Segment Start: PASSAGE SHOWN

Announcing their partnership in December 2019, General Motors (GM) and LG Energy Solutions established Ultium Cells LLC with a mission to “ensure excellence of Battery Cell Manufacturing through implementation of best practices from each company to contribute [to the] expansion of a Zero Emission propulsion on a global scale.”
Who is Li-Cycle?
Founded in 2016, Li-Cycle leverages innovative solutions to address emerging and urgent challenges around the world.
As the use of Lithium-ion rechargeable batteries in automotive, industrial energy storage, and consumer electronic applications rises, Li-Cycle believes that “the world needs improved technology and supply chain innovations to better recycle these batteries, while also meeting the rapidly growing demand for critical and scarce battery-grade materials.”
Why are Ultium Cells LLC and Li-Cycle join forces?
By joining forces to expand the recycling of scrap materials in battery cell manufacturing in North America, the new recycling process will allow Ultium Cells LLC to recycle cobalt, nickel, lithium, graphite, copper, manganese and aluminum.
“95% of these materials can be used in the production of new batteries or for adjacent industries,” says GM, who explains that the new hydrometallurgical process emits 30% less greenhouse gases (GHGs) than traditional processes, minimising the environmental impact. Use of this process will begin later in the year (2021).
"Our combined efforts with Ultium Cells will be instrumental in redirecting battery manufacturing scrap from landfills and returning a substantial amount of valuable battery-grade materials back into the battery supply chain. This partnership is a critical step forward in advancing our proven lithium-ion resource recovery technology as a more sustainable alternative to mining, " said Ajay Kochhar, President, CEO and co-founder of Li-Cycle.
"GM's zero-waste initiative aims to divert more than 90% of its manufacturing waste from landfills and incineration globally by 2025. Now, we're going to work closely with Ultium Cells and Li-Cycle to help the industry get even better use out of the materials,” added Ken Morris, Vice President of Electric and Autonomous Vehicles, GM.
Since 2013, GM has recycled or reused 100% of the battery packs it has received from customers, with most current GM EVs repaired with refurbished packs.
"We strive to make more with less waste and energy expended. This is a crucial step in improving the sustainability of our components and manufacturing processes,” concluded Thomas Gallagher, Chief Operating Officer, Ultium Cells LLC.

Segment End: PASSAGE SHOWN

→ **ASSIGNMENT**: Please retype the battery recycling passage between "Announcing their partnership" and "around the world.", inclusive.

Segment Start: EXTRACTED DATA

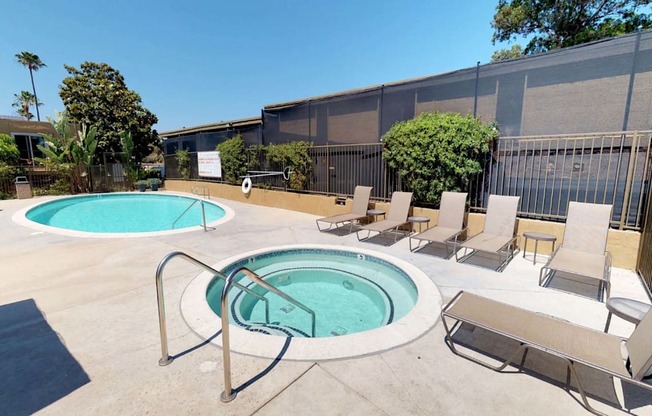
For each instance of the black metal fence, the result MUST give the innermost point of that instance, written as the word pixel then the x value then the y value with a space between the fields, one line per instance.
pixel 545 171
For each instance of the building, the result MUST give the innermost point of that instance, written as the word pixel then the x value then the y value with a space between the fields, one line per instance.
pixel 208 136
pixel 27 134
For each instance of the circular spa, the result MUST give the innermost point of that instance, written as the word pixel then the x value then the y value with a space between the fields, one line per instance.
pixel 341 302
pixel 122 215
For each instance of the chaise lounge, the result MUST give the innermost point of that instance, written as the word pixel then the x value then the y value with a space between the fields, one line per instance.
pixel 497 236
pixel 399 208
pixel 574 344
pixel 450 223
pixel 583 249
pixel 361 196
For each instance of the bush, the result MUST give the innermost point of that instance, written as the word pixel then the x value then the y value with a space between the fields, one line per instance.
pixel 295 156
pixel 233 158
pixel 9 152
pixel 183 162
pixel 436 152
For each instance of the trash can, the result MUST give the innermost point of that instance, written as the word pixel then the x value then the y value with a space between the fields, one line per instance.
pixel 23 187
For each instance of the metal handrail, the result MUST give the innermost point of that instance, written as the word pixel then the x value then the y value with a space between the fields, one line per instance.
pixel 203 214
pixel 165 357
pixel 228 394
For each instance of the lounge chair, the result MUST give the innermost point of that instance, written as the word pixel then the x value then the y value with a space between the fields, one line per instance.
pixel 574 344
pixel 450 224
pixel 583 248
pixel 497 236
pixel 399 209
pixel 361 196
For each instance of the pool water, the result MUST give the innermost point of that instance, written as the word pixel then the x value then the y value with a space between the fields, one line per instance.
pixel 123 213
pixel 348 292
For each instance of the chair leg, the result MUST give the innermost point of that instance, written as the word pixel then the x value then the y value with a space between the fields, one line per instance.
pixel 587 406
pixel 606 327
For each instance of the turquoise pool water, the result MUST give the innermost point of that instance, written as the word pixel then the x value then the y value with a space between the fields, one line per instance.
pixel 348 292
pixel 123 213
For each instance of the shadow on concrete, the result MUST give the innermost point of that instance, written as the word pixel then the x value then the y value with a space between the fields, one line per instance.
pixel 36 368
pixel 574 284
pixel 435 249
pixel 252 380
pixel 267 369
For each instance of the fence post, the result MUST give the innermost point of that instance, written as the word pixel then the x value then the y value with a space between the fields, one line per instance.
pixel 624 215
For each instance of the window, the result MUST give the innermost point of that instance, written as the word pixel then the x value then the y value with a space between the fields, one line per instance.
pixel 27 145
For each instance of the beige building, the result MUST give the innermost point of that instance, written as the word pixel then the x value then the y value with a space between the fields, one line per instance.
pixel 27 135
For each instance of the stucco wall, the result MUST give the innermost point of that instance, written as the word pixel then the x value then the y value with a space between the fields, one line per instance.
pixel 623 245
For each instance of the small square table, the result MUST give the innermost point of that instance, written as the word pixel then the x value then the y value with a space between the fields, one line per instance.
pixel 537 237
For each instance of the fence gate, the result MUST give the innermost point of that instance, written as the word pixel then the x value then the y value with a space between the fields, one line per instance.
pixel 644 266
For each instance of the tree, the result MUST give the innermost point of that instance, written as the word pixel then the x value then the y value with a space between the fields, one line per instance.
pixel 9 153
pixel 68 155
pixel 33 63
pixel 23 102
pixel 516 51
pixel 436 152
pixel 97 95
pixel 552 24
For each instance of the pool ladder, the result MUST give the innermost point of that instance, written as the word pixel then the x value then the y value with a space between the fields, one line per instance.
pixel 203 214
pixel 228 394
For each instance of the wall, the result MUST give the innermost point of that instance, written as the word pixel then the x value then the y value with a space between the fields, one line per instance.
pixel 623 245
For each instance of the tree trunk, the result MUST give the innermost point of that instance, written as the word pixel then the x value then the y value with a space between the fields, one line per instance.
pixel 31 75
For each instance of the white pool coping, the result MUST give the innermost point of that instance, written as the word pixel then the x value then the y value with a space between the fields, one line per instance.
pixel 206 323
pixel 20 218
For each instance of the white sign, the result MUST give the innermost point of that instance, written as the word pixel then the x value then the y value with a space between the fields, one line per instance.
pixel 209 164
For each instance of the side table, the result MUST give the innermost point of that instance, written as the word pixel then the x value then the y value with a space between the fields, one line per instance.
pixel 375 212
pixel 537 237
pixel 420 221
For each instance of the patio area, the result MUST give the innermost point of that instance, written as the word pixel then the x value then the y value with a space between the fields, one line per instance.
pixel 79 333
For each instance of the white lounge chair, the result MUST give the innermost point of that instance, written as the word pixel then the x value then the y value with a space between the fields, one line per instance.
pixel 450 223
pixel 583 248
pixel 497 236
pixel 361 196
pixel 399 209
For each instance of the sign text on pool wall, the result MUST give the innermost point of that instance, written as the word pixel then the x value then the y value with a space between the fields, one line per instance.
pixel 209 164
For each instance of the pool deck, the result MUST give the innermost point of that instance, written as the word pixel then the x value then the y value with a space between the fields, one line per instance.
pixel 79 333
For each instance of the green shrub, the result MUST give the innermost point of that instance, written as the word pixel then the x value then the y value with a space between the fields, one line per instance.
pixel 183 162
pixel 436 152
pixel 233 158
pixel 9 152
pixel 295 156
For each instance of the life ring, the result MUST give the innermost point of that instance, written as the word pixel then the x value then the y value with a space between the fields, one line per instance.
pixel 246 186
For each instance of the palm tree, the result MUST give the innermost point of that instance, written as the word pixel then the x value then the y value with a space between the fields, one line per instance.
pixel 33 63
pixel 23 101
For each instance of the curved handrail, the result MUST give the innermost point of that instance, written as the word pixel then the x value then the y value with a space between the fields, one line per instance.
pixel 165 357
pixel 203 214
pixel 228 394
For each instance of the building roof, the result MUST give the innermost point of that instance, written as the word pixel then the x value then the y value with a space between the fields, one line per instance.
pixel 348 93
pixel 222 125
pixel 11 125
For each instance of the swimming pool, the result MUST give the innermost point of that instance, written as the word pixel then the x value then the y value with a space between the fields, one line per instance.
pixel 349 292
pixel 364 302
pixel 122 214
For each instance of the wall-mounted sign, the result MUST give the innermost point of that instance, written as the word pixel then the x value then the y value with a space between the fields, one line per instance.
pixel 209 164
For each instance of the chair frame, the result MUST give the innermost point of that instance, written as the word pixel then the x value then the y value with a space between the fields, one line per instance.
pixel 508 250
pixel 452 239
pixel 604 286
pixel 571 361
pixel 395 224
pixel 339 220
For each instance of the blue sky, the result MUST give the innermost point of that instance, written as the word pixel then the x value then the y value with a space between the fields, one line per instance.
pixel 199 62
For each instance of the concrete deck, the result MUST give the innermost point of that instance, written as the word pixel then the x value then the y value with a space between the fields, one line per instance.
pixel 79 334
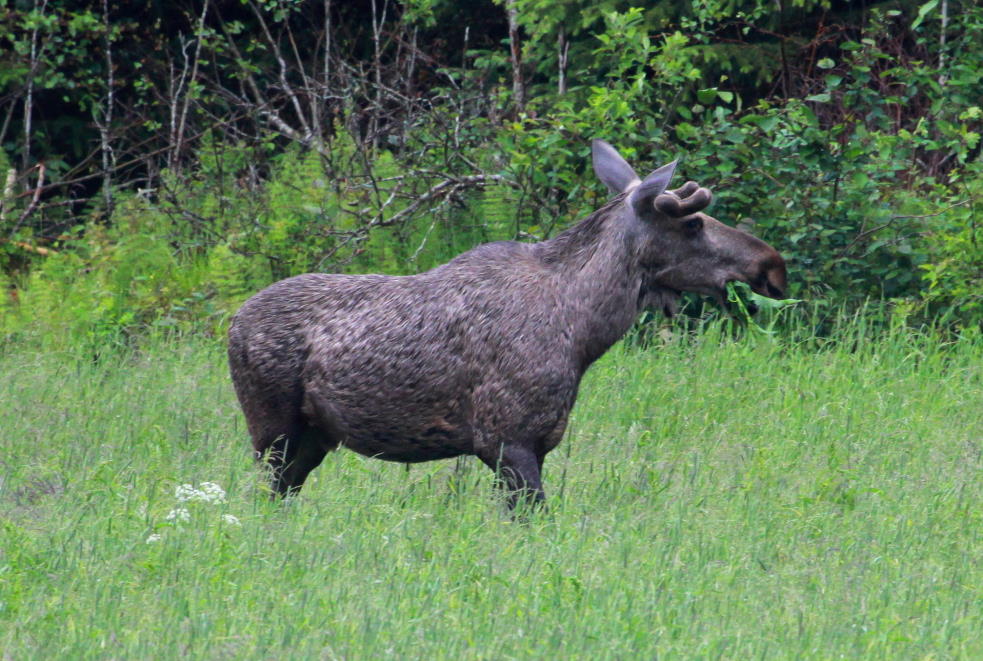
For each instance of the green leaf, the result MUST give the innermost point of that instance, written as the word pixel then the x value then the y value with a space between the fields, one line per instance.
pixel 923 12
pixel 707 96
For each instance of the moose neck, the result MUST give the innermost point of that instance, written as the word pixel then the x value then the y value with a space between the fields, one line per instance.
pixel 598 278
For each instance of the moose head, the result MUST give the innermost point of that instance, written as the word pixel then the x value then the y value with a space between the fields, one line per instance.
pixel 682 248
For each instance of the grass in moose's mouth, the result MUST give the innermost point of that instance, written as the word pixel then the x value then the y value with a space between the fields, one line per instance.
pixel 744 303
pixel 714 498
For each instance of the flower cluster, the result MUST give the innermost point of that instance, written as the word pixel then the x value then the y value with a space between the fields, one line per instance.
pixel 208 493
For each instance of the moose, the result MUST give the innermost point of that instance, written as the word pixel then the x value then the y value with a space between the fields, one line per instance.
pixel 482 355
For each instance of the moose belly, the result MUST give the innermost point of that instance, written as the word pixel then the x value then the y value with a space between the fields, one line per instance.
pixel 426 445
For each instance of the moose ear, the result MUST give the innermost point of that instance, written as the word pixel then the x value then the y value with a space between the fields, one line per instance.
pixel 610 168
pixel 653 186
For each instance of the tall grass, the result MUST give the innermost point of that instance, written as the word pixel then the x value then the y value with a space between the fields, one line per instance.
pixel 714 498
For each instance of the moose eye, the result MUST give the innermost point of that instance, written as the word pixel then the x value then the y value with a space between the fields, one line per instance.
pixel 693 224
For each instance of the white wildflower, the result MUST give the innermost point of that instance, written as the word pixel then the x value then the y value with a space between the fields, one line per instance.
pixel 179 515
pixel 212 492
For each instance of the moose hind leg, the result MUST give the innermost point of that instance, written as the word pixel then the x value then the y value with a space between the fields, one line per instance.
pixel 518 468
pixel 292 458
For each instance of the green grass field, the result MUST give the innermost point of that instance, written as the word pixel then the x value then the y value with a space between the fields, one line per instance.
pixel 712 499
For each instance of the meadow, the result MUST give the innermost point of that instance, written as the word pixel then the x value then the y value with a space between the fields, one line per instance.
pixel 787 497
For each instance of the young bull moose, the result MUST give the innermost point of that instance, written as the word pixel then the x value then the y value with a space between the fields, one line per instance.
pixel 483 355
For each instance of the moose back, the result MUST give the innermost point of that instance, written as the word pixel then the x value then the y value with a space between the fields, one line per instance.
pixel 483 355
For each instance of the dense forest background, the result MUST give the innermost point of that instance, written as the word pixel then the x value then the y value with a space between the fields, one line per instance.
pixel 161 161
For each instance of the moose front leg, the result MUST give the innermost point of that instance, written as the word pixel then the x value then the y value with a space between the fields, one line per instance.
pixel 518 468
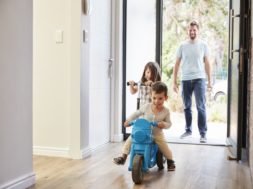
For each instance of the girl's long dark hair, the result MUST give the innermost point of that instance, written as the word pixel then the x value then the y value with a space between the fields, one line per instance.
pixel 155 72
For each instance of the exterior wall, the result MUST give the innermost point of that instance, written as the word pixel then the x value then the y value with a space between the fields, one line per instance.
pixel 16 169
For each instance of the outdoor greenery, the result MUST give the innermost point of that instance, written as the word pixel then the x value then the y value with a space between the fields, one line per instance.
pixel 212 16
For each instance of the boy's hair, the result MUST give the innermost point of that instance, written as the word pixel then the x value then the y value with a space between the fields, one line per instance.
pixel 160 87
pixel 194 23
pixel 155 72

Segment End: EXTRACTED DATA

→ **FINISHED TASK**:
Announcing their partnership in December 2019, General Motors (GM) and LG Energy Solutions established Ultium Cells LLC with a mission to “ensure excellence of Battery Cell Manufacturing through implementation of best practices from each company to contribute [to the] expansion of a Zero Emission propulsion on a global scale.”
Who is Li-Cycle?
Founded in 2016, Li-Cycle leverages innovative solutions to address emerging and urgent challenges around the world.